## Short problem
Convert all of the records below into a numbered list, omitting blank lines and leaving out the pictures.

Point-based annotation records:
## Start
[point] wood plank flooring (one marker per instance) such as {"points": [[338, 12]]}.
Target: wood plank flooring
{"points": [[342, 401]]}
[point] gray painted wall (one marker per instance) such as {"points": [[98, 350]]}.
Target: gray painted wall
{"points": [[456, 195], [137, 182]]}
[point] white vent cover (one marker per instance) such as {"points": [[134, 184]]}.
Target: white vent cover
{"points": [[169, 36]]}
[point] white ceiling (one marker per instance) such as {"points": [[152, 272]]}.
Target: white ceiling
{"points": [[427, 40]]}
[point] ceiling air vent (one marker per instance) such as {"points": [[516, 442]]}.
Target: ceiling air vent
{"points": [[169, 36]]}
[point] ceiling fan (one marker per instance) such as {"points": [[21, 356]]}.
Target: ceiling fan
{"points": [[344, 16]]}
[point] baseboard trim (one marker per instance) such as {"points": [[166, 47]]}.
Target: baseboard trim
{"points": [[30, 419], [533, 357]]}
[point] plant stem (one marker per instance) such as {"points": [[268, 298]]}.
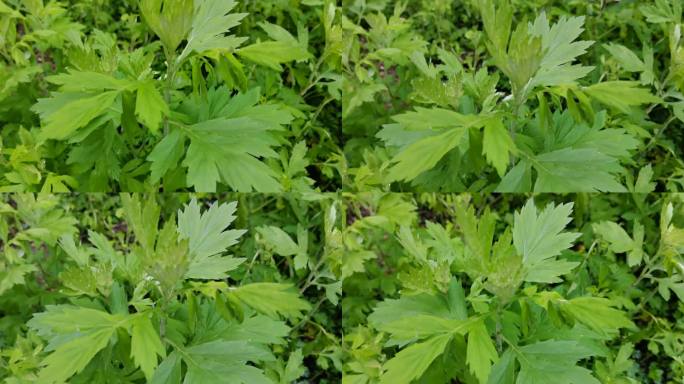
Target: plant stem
{"points": [[168, 85]]}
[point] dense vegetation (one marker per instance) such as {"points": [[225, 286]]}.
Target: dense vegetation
{"points": [[354, 191], [513, 96], [501, 289], [200, 95], [159, 289]]}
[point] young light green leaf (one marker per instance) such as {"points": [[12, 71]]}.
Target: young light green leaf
{"points": [[274, 53], [627, 59], [410, 363], [554, 361], [497, 145], [621, 95], [272, 299], [211, 20], [598, 314], [540, 236], [150, 107], [73, 356], [423, 154], [75, 113], [145, 345], [208, 238], [480, 352]]}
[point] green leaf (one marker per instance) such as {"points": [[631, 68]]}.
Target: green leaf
{"points": [[480, 352], [598, 314], [619, 240], [166, 154], [274, 53], [169, 19], [560, 50], [143, 219], [294, 368], [278, 240], [497, 145], [621, 95], [208, 238], [210, 23], [258, 329], [14, 275], [85, 81], [225, 362], [149, 106], [503, 372], [539, 237], [272, 299], [145, 345], [628, 60], [423, 155], [73, 356], [76, 112], [169, 371], [554, 361], [410, 363], [577, 170], [228, 148]]}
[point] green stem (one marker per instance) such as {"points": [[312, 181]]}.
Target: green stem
{"points": [[168, 85]]}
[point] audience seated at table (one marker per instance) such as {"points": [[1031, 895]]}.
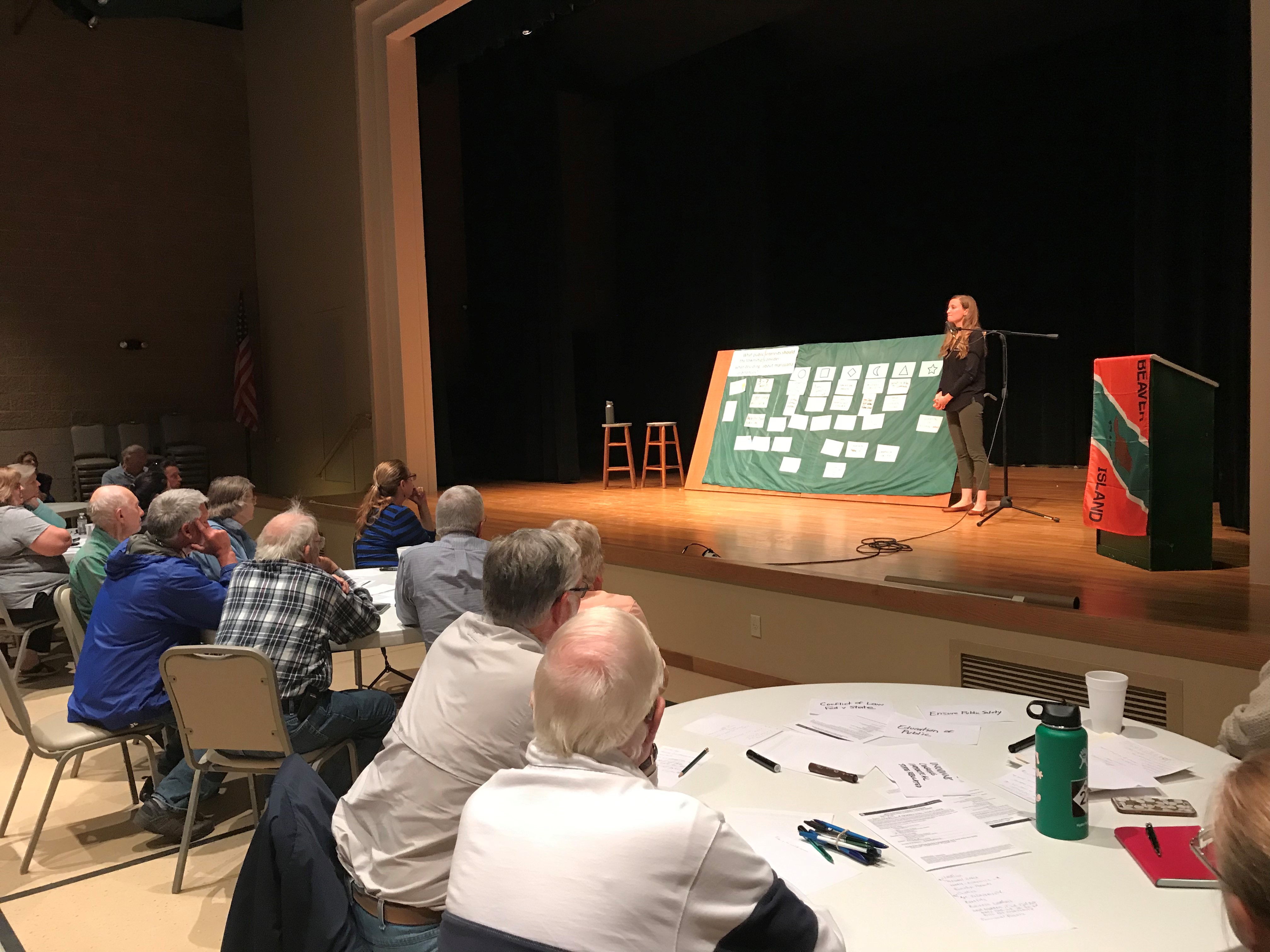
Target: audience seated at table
{"points": [[1238, 848], [585, 825], [290, 604], [587, 537], [46, 482], [31, 497], [384, 524], [439, 583], [230, 506], [153, 600], [116, 516], [133, 462], [465, 718], [31, 568]]}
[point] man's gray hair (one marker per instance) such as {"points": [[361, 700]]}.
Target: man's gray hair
{"points": [[288, 544], [103, 504], [587, 536], [173, 509], [599, 680], [525, 573], [228, 496], [460, 509]]}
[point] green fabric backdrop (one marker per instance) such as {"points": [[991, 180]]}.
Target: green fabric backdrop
{"points": [[924, 461]]}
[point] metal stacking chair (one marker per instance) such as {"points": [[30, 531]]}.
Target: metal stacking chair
{"points": [[58, 739], [226, 705]]}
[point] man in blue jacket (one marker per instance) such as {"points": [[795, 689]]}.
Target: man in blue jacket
{"points": [[153, 600]]}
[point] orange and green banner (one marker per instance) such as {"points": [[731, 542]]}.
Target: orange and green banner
{"points": [[1118, 487]]}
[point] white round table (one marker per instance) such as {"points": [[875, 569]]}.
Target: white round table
{"points": [[1094, 883]]}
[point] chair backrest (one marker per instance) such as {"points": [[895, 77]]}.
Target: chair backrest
{"points": [[224, 697], [69, 617], [13, 706]]}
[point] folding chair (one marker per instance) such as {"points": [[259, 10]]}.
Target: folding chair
{"points": [[226, 705]]}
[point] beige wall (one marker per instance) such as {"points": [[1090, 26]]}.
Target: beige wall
{"points": [[315, 379], [811, 640], [125, 212]]}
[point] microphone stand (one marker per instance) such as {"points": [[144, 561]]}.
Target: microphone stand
{"points": [[1006, 502]]}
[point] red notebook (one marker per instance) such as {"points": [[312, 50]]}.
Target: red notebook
{"points": [[1176, 865]]}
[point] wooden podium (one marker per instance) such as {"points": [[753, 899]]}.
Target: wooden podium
{"points": [[1179, 465]]}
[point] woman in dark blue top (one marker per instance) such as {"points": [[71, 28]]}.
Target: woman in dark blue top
{"points": [[962, 386], [384, 522]]}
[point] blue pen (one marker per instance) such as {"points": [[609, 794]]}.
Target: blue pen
{"points": [[855, 836]]}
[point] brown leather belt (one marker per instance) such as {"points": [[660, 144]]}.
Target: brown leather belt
{"points": [[397, 913]]}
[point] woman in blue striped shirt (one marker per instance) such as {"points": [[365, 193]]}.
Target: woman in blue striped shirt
{"points": [[384, 522]]}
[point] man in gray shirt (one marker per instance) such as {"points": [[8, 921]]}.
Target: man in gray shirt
{"points": [[440, 581], [134, 462]]}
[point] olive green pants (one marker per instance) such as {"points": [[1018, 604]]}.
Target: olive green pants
{"points": [[966, 427]]}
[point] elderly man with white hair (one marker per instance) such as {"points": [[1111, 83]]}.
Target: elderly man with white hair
{"points": [[290, 604], [153, 600], [614, 861], [440, 582], [116, 516], [133, 461], [465, 718]]}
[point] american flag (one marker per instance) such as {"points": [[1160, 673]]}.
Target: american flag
{"points": [[244, 379]]}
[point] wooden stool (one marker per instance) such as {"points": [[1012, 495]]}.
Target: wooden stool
{"points": [[662, 442], [625, 442]]}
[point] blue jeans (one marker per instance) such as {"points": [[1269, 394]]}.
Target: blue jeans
{"points": [[413, 938], [361, 717]]}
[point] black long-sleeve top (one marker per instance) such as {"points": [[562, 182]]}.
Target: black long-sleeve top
{"points": [[966, 379]]}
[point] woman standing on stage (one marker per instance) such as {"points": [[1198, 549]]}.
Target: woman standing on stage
{"points": [[962, 386]]}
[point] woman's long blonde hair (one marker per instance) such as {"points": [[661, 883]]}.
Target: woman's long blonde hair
{"points": [[959, 341], [388, 478]]}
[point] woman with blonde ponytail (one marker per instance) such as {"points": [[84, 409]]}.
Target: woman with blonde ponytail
{"points": [[384, 524], [963, 384]]}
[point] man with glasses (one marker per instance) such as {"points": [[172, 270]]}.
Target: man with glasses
{"points": [[466, 718]]}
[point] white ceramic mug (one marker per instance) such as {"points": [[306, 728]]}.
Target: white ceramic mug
{"points": [[1107, 700]]}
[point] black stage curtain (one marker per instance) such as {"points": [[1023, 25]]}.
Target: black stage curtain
{"points": [[1096, 188]]}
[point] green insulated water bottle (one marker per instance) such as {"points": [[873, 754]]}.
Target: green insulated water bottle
## End
## Completed task
1. [point] wood plank flooring (one marker per instance) such as {"points": [[338, 12]]}.
2. Target: wood plank flooring
3. {"points": [[342, 401]]}
4. [point] gray painted wall (one marker per instance) such as {"points": [[98, 350]]}.
5. Target: gray painted wall
6. {"points": [[456, 195], [137, 182]]}
7. [point] white vent cover (one marker per instance) such as {"points": [[134, 184]]}.
8. Target: white vent cover
9. {"points": [[169, 36]]}
10. [point] white ceiling (one marker per instance) such as {"points": [[152, 272]]}.
11. Target: white ceiling
12. {"points": [[427, 40]]}
13. [point] ceiling air vent (one marker per instance) such as {"points": [[516, 442]]}.
14. Target: ceiling air vent
15. {"points": [[169, 36]]}
16. [point] ceiling fan (one marker per instance) such as {"points": [[21, 356]]}.
17. Target: ceiling fan
18. {"points": [[344, 16]]}
19. [point] baseboard trim (one marker per instance) such as {"points": [[166, 47]]}.
20. Target: baseboard trim
21. {"points": [[30, 419], [533, 357]]}
22. [point] plant stem (one marker per instance) such as {"points": [[268, 298]]}.
23. Target: plant stem
24. {"points": [[168, 85]]}
25. [point] dense vegetation (one marker per instance) such as {"points": [[225, 286]]}.
26. Target: dense vegetation
27. {"points": [[354, 191], [513, 96], [501, 289], [200, 95], [159, 289]]}
28. [point] young light green leaf (one marker per instance) such as {"points": [[12, 71]]}.
29. Target: young light green leaf
30. {"points": [[274, 53], [627, 59], [410, 363], [554, 361], [497, 145], [621, 95], [272, 299], [211, 20], [598, 314], [540, 236], [150, 107], [73, 356], [423, 154], [75, 113], [145, 345], [208, 238], [480, 352]]}
31. [point] green leaf (one marker per instance) such as {"points": [[631, 68]]}.
32. Target: green leaf
33. {"points": [[480, 352], [598, 314], [619, 240], [166, 154], [274, 53], [169, 19], [560, 50], [143, 219], [294, 368], [278, 240], [497, 145], [621, 95], [208, 238], [210, 23], [258, 329], [14, 275], [85, 81], [225, 362], [149, 106], [503, 372], [539, 237], [272, 299], [145, 345], [628, 60], [423, 155], [73, 356], [76, 112], [169, 371], [554, 361], [410, 363], [577, 170], [228, 148]]}
34. [point] green stem (one marker per instance) such as {"points": [[312, 181]]}.
35. Target: green stem
36. {"points": [[168, 85]]}
37. [point] audience seated at table (one marker per instance) such as {"points": [[1031, 895]]}.
38. Target: audience seated at table
39. {"points": [[1238, 848], [585, 825], [290, 604], [587, 537], [46, 482], [31, 497], [384, 524], [439, 583], [230, 506], [153, 600], [116, 516], [133, 462], [465, 718], [31, 568]]}
40. [point] man's gray hair (one marker per instance) such as {"points": [[361, 700]]}.
41. Target: man's gray hair
42. {"points": [[288, 544], [103, 504], [587, 536], [173, 509], [599, 680], [525, 573], [228, 496], [460, 509]]}
43. [point] green fabric backdrop (one marker per instance) such as {"points": [[991, 180]]}.
44. Target: green fabric backdrop
45. {"points": [[924, 461]]}
46. [point] metal stacking chair (one marker per instance) such as {"points": [[30, 531]]}.
47. Target: metal stacking chair
48. {"points": [[58, 739], [226, 705]]}
49. [point] man in blue jacket (one marker per instance) such as {"points": [[795, 689]]}.
50. Target: man in blue jacket
51. {"points": [[153, 600]]}
52. [point] orange and green banner (one marker per instance) such as {"points": [[731, 542]]}.
53. Target: orange and green banner
54. {"points": [[1118, 487]]}
55. [point] white round table (one marker per instance) such as {"points": [[875, 569]]}.
56. Target: white round table
57. {"points": [[1094, 883]]}
58. [point] chair backrest (one marker per instance) such as {"points": [[895, 77]]}.
59. Target: chair backrest
60. {"points": [[224, 697], [69, 617], [13, 706]]}
61. [point] folding chair (one marker per instance) such as {"points": [[259, 10]]}.
62. Target: folding chair
63. {"points": [[226, 705]]}
64. [point] beige wall (one marker per instance) such as {"points": [[1090, 26]]}.
65. Target: beige wall
66. {"points": [[315, 379], [811, 640], [125, 212]]}
67. [point] microphone stand (one marker per instance) such as {"points": [[144, 561]]}.
68. Target: microphone stand
69. {"points": [[1006, 502]]}
70. [point] red notebook (one marker per instance) such as {"points": [[312, 50]]}.
71. Target: red notebook
72. {"points": [[1176, 865]]}
73. [point] wooden podium (one marker per instance) such as {"points": [[753, 899]]}.
74. Target: wooden podium
75. {"points": [[1179, 465]]}
76. [point] woman in dark blue top (one marker per instance) such as {"points": [[71, 28]]}.
77. Target: woman in dark blue top
78. {"points": [[962, 386], [384, 522]]}
79. [point] blue pen (one marker per instance) such as {"points": [[609, 794]]}.
80. Target: blue pen
81. {"points": [[855, 836]]}
82. [point] brown leather belt (one marker per instance) such as {"points": [[660, 144]]}.
83. Target: brown leather belt
84. {"points": [[397, 913]]}
85. [point] woman in blue striped shirt (one marker per instance) such as {"points": [[365, 193]]}.
86. Target: woman in blue striped shirt
87. {"points": [[384, 522]]}
88. [point] man in gray shirt (one marker per instance) such as {"points": [[8, 921]]}.
89. Target: man in gray shirt
90. {"points": [[440, 581], [134, 462]]}
91. [point] olive green pants (one marker per instance) such as {"points": [[1018, 604]]}.
92. Target: olive green pants
93. {"points": [[966, 427]]}
94. [point] elderly man with white hair (one marker per instance) such as {"points": [[1111, 83]]}.
95. Target: elderly man with white hair
96. {"points": [[290, 604], [153, 600], [614, 861], [440, 582], [116, 516], [133, 461], [465, 718]]}
97. [point] american flag (one marker per instance) such as {"points": [[1160, 673]]}.
98. Target: american flag
99. {"points": [[244, 379]]}
100. [point] wooden stool (one marker per instance) such as {"points": [[1012, 495]]}.
101. Target: wooden stool
102. {"points": [[662, 442], [625, 442]]}
103. [point] blue jeans (one marker per instance) such as {"points": [[1269, 394]]}.
104. Target: blue jeans
105. {"points": [[413, 938], [361, 717]]}
106. [point] black long-sleeve top (one marker per instance) such as {"points": [[562, 182]]}.
107. Target: black long-sleeve top
108. {"points": [[966, 379]]}
109. [point] woman standing on stage (one marker per instance) such as {"points": [[1198, 549]]}.
110. Target: woman standing on stage
111. {"points": [[962, 386]]}
112. [point] woman's long blonde hair (one marker per instance) such as {"points": [[661, 883]]}.
113. Target: woman's long blonde hair
114. {"points": [[959, 341], [388, 478]]}
115. [point] woman with blonde ponytail (one marker per instance) such as {"points": [[84, 409]]}.
116. Target: woman with blonde ponytail
117. {"points": [[384, 524], [963, 384]]}
118. [point] man with glasses (one marker per instance) such as {"points": [[172, 270]]}.
119. Target: man with glasses
120. {"points": [[466, 718]]}
121. [point] white ceramic mug (one marker per instance) such as {"points": [[306, 728]]}.
122. Target: white ceramic mug
123. {"points": [[1107, 700]]}
124. [point] black stage curtain (one marker per instance) such as {"points": [[1023, 25]]}.
125. Target: black stage curtain
126. {"points": [[1096, 188]]}
127. [point] green insulated water bottle (one marker per instance) such as {"points": [[873, 754]]}.
128. Target: green insulated water bottle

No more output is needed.